• **GIVEN TASK**: From the transcript about selling land on payment plans, copy word for word the passage starting at "Okay, so we've" and ending at "manage the notes.".

• **READING TEXT**:
=-=-=

So actually, that one's actually easy, you know, we we give them a grace period, you know, the late fees that you pay, but after, if you haven't paid on the second month, we reclaim the land. And at that point, for the most part, this is the part that I've kind of find the most interesting part about this business is you can have somebody pay on it for six, seven years, or excuse me, six, seven months. And, you know, they ghost you for a few months, well, they've already put in about a few $1,000 into it, and they ghost you, we'll just resell it. And we keep moving. So basically, you end up making more money on it than you actually put into it in the first place. So or even that you were expecting. So yeah, the foreclosure process

Teria Harris:

is simple. We send them a certified letter, you've been foreclosed. Right? That's it.

Neil Henderson:

Gotcha. And so you still hold the you hold the title to the land until they've paid it off? Right?

Teria Harris:

Absolutely, the deed stays in our name until it is fully paid off.

Landon Harris:

Now, like the plan is more of like buying a car. I mean, when you when you buy a car, you pan to note and until in most people finance cars, but you know, when you get done, you know paying off the property or the car, you get your title, land, same way, you know, they they get the deed at the end of paying off their property.

Neil Henderson:

Okay, so we've already established that you are, you're not having to do the bookkeeping. What sort of, I guess, let's break down these two, let's talk about time, the amount of time it takes to acquire and find a deal. And then the amount of time that it's taking to manage the notes.

=-=-=

• **GIVEN INFORMATION**:
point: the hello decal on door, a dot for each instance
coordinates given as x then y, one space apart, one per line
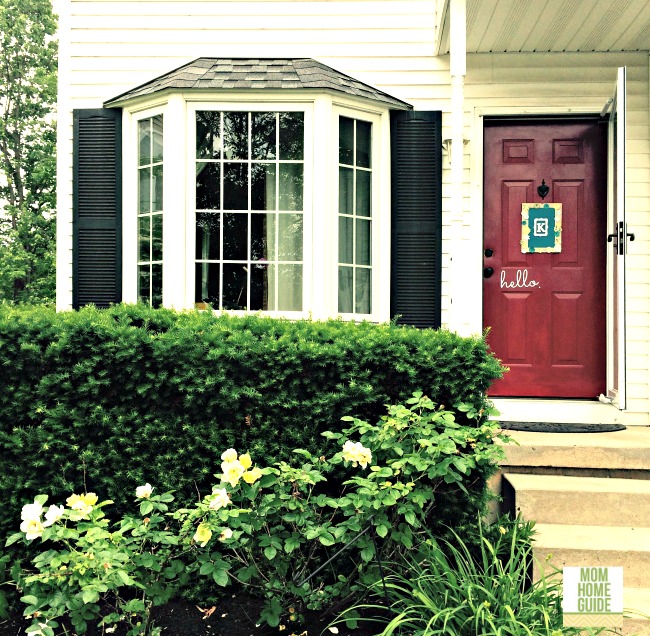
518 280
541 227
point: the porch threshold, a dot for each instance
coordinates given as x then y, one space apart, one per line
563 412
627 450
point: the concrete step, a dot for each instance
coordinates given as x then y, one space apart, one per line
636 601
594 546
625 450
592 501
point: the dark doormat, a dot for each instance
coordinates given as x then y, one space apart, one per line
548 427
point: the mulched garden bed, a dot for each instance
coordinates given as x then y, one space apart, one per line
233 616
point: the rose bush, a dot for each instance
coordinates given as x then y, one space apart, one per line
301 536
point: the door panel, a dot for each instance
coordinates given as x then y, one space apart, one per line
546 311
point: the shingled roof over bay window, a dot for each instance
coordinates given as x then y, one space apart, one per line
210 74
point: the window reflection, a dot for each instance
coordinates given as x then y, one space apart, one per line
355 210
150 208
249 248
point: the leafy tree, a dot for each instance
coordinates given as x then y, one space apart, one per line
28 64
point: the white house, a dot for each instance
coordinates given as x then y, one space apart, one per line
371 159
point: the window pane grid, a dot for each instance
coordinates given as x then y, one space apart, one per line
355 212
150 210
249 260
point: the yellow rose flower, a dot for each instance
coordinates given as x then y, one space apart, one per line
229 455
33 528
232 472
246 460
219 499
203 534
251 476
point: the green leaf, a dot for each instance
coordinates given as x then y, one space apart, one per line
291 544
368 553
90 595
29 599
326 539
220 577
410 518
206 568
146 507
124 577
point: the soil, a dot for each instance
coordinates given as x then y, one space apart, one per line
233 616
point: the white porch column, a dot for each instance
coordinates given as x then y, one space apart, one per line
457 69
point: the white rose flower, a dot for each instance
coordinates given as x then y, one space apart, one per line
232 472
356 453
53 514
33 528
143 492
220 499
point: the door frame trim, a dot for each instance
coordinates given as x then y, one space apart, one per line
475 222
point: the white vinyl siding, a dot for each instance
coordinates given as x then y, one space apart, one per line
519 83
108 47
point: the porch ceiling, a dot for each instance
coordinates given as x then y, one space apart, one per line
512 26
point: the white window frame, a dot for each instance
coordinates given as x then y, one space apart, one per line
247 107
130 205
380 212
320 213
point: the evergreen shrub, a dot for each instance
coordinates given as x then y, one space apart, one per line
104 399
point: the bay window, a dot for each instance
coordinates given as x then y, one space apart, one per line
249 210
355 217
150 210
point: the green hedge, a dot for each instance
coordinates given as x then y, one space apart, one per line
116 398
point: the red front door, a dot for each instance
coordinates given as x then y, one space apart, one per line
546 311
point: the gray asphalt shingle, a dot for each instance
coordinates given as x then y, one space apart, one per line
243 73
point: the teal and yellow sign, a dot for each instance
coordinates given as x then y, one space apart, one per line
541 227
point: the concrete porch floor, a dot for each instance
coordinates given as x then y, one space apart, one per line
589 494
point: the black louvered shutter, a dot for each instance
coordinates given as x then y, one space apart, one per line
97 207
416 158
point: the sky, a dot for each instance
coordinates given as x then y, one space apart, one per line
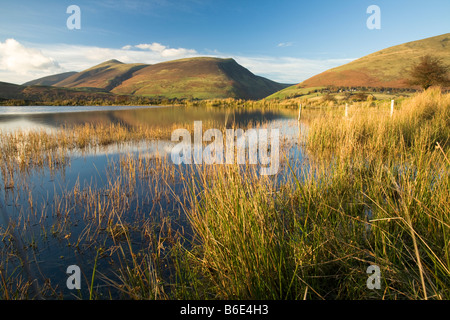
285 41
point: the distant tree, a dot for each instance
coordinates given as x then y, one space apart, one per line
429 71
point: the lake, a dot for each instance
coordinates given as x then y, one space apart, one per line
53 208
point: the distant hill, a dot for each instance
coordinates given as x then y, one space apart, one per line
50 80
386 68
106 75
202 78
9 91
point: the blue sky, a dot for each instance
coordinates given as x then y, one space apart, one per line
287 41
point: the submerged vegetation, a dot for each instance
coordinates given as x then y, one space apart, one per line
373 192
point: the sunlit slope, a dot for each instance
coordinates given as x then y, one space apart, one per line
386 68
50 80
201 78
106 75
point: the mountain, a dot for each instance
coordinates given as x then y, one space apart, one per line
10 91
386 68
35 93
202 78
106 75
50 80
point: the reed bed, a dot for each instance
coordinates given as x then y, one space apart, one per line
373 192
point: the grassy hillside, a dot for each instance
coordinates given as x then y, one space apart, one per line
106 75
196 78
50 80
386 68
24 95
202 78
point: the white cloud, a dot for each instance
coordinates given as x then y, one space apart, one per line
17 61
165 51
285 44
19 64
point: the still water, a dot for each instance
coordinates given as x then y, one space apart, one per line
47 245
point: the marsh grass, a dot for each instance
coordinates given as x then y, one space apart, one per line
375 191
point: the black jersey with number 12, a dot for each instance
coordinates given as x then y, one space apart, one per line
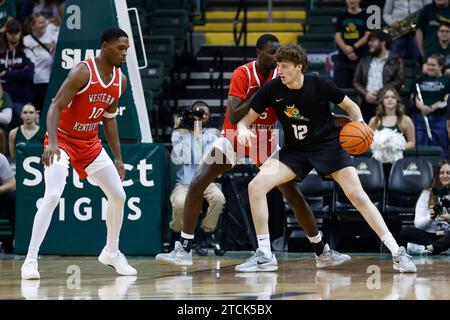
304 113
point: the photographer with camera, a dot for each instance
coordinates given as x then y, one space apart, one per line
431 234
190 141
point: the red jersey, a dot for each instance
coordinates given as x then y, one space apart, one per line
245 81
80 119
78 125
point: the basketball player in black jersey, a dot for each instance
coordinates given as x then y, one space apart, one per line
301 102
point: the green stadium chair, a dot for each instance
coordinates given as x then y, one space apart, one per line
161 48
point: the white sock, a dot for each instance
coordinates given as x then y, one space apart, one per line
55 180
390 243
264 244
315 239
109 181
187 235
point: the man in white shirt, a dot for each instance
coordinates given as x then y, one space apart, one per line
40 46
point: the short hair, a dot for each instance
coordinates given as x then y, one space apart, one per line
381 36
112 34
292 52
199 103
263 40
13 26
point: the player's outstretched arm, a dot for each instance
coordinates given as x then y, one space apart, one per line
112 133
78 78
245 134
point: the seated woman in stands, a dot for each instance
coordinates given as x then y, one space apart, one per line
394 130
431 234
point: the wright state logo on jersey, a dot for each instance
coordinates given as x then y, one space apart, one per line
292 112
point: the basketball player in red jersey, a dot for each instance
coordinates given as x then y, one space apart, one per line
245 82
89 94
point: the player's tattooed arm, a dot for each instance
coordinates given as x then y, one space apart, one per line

=-=-=

• **RESPONSE**:
Okay, so we've already established that you are, you're not having to do the bookkeeping. What sort of, I guess, let's break down these two, let's talk about time, the amount of time it takes to acquire and find a deal. And then the amount of time that it's taking to manage the notes.